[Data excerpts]
┌──
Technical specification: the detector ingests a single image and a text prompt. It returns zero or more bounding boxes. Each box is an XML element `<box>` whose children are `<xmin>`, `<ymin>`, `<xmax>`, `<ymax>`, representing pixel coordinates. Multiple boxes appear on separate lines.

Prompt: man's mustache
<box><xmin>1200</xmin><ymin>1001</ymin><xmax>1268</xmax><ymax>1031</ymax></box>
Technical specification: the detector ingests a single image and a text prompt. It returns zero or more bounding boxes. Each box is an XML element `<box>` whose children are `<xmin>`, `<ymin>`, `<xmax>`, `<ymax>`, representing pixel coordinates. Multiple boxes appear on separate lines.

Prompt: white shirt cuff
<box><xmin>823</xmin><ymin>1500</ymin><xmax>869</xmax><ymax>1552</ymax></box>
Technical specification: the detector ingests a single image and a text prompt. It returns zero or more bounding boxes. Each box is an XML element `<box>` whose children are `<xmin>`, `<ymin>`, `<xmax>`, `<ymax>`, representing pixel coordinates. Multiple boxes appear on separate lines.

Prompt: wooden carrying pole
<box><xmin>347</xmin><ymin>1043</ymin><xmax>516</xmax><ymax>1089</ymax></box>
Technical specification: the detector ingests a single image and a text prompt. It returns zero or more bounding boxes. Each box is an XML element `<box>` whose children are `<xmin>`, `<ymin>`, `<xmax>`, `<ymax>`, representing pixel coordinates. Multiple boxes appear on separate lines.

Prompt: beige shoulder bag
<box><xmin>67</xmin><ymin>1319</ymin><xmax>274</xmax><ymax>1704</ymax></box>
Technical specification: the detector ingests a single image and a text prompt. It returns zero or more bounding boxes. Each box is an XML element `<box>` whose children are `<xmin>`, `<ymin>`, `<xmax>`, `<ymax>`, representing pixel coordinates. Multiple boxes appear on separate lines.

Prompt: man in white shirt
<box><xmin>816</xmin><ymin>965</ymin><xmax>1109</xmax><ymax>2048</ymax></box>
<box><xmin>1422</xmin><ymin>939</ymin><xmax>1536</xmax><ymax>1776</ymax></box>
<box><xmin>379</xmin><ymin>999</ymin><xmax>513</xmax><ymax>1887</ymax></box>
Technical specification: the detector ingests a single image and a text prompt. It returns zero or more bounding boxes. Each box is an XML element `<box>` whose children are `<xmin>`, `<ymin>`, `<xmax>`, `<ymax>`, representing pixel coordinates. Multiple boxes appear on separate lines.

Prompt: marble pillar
└──
The answer must be the same records, repeated exactly and in full.

Technical specification: the detector ingests a single image and a text prompt. It returns zero or more bounding boxes. Each box is an XML element `<box>` whose children are `<xmin>`, `<ymin>`, `<xmax>`, `<ymax>`, representing pixel coordinates. Multiple boxes appear on separate lines.

Prompt: man's mustache
<box><xmin>1200</xmin><ymin>1001</ymin><xmax>1268</xmax><ymax>1031</ymax></box>
Technical specification: the detector ingests a single image and a text prompt. It returns zero or more bounding boxes. Each box is an XML element `<box>` whose children are `<xmin>`, `<ymin>`, `<xmax>`, `<ymax>`, representing pixel coordinates. Multiple boxes appear on separate lines.

Prompt: white shirt cuff
<box><xmin>823</xmin><ymin>1500</ymin><xmax>869</xmax><ymax>1552</ymax></box>
Technical specification: the detector ingests a single image and a text prompt. It returns zero or more bounding boxes. Each box is an XML element `<box>` whose children are `<xmin>`, `<ymin>`, `<xmax>`, `<ymax>`, representing pixel coordinates. Multiple boxes appear on separate lines.

Prompt: wooden carrying pole
<box><xmin>347</xmin><ymin>1043</ymin><xmax>516</xmax><ymax>1089</ymax></box>
Technical specification: the detector ingests a single image and a text prompt. It returns zero or more bounding boxes. Each box is an XML element `<box>` whose children are `<xmin>`, `<ymin>`, `<xmax>`, `<ymax>`, representing pixel coordinates. Multiple boxes appear on separate lines.

Prompt: beige shoulder bag
<box><xmin>67</xmin><ymin>1319</ymin><xmax>274</xmax><ymax>1704</ymax></box>
Technical specification: the detector ingests a single image and a text prompt. It returns zero or more bounding boxes. Each box is an XML element `<box>` whose children are `<xmin>`, `<ymin>`, `<xmax>`, `<ymax>`, representing pixel coordinates. Multiple boxes appear on separate lines.

Prompt: man in white shirt
<box><xmin>816</xmin><ymin>965</ymin><xmax>1109</xmax><ymax>2048</ymax></box>
<box><xmin>1422</xmin><ymin>939</ymin><xmax>1536</xmax><ymax>1776</ymax></box>
<box><xmin>379</xmin><ymin>999</ymin><xmax>513</xmax><ymax>1887</ymax></box>
Technical specification: the detector ingests a single image and a text prompt. It returns zero or more bounding boxes. Each box is an XML element `<box>` whose children are `<xmin>`, `<ymin>`, `<xmax>`, `<ymax>`, representing pixel coordinates. Multiple boxes appear on separate lines.

Prompt: marble pillar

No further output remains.